> _Records provided_

..........

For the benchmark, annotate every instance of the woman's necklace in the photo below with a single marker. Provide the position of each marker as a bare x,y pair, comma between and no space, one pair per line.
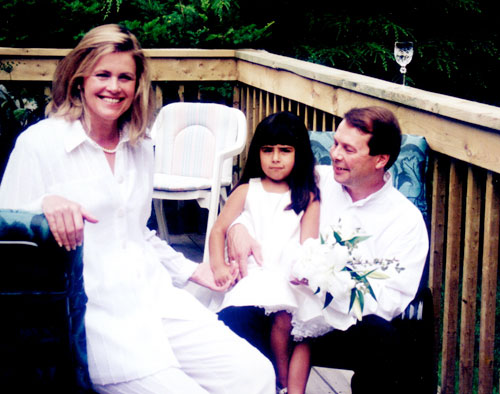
105,150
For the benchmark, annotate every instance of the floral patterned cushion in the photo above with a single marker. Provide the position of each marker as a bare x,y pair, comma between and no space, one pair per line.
42,299
408,171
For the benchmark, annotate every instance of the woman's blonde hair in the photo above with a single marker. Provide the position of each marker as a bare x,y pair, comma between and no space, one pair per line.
67,94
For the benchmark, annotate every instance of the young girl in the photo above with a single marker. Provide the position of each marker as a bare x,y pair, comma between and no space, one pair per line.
278,195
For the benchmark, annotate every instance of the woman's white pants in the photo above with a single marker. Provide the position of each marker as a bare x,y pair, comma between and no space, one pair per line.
212,360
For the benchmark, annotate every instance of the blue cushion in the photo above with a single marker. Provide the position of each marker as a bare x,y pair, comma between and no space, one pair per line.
408,172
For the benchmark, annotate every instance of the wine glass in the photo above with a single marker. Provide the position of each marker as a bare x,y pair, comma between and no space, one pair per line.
403,53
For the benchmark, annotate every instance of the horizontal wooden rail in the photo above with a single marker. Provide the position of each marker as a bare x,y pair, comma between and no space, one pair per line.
464,168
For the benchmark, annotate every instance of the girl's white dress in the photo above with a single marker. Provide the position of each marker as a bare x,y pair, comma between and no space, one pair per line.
278,232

..........

Omit every picture while copying the listing above exactly.

> _Exercise solution_
For the benchmark, annotate every instance of the woman's necklace in the photo below with a single marker. Provide the position of each marker as a bare x,y pair, comma between and no space, one pair per line.
105,150
For the benchmark, annotate every instance of the floral patterned cushion in the photo above with a single marker. Provide the position of each marker as a bare x,y pair, comma between and no space, one pair per line.
42,299
408,171
For the benchmark, annotate every instance of the woman's blonde hair in the photo above with a single marker. Provide the position of each marker as a bare x,y pair, comma between and no space, one pair per line.
67,94
For the benchmark, annotate every instance of the young girl in the photo above with a single marker. Provide the position of each marker as a bare x,y pair, comma between and no space, one pair per line.
278,195
For the benchmark, annotate every instance of the woman's white pants in the photo above with a single marker. Provide the position of each marker as a bare x,y pair, comma between and no space, one pair per line.
212,360
For the benchmark, annotate every instance of the blue cushion in the photo above with a single marker. Provide the position of each marker as a bare x,y pair, comma between and no space, one pair per line.
408,172
For the benchmark, annotate every instance of the wine glass in the photo above with a single marker. Provide the position of each marker as a bare x,y pair, comma between and no space, one pair per line.
403,53
For the benchmark, annotate every instance of the horizontal wooden rail in the photo above with a single marker. Provide the position of each marker as a bare x,y pair, comma between and no space, one pair per line.
464,168
For the benchmark, annotate every instance of the girl's white dress in the photo above with a single marker. Provide the position of each marker as a bare x,y pair, comma between and no space, one pair per line.
278,232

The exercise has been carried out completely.